INPUT DATA
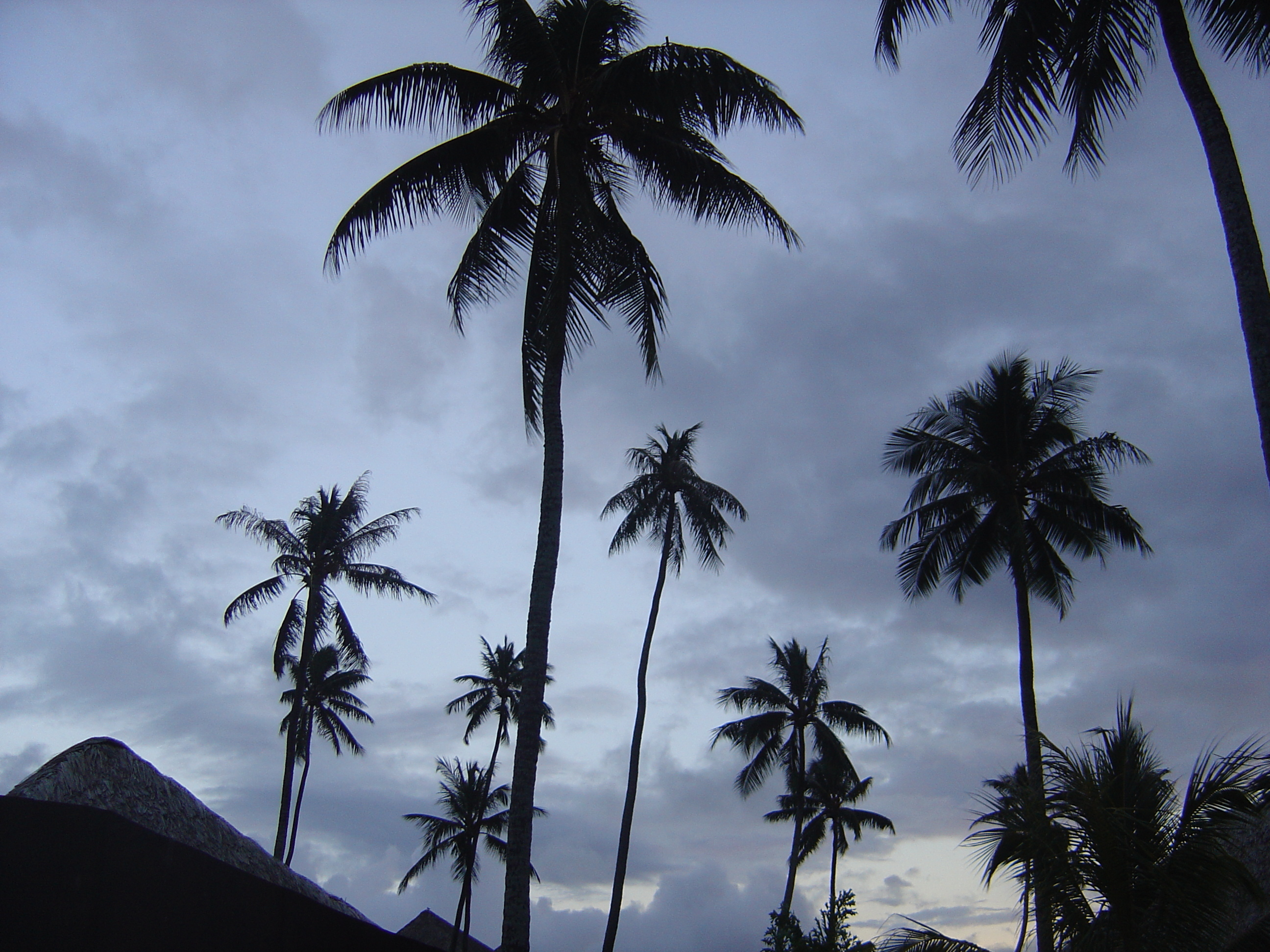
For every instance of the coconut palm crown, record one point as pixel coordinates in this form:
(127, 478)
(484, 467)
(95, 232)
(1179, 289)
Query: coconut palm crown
(544, 150)
(323, 545)
(667, 494)
(1086, 60)
(777, 734)
(325, 701)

WORK REQUIRED
Recast the entries above as a JSON list of strings with one string per line. Leave out blank lines and the pictures.

ANSWER TO THIS EXERCISE
[
  "For every instance of the coconut palm crown, record one point as pixel coordinates in this form:",
  "(127, 478)",
  "(484, 467)",
  "(95, 232)",
  "(1179, 289)",
  "Query: coconut palm crown",
  "(544, 150)",
  "(323, 545)",
  "(667, 494)",
  "(1086, 60)",
  "(777, 734)",
  "(325, 701)"
]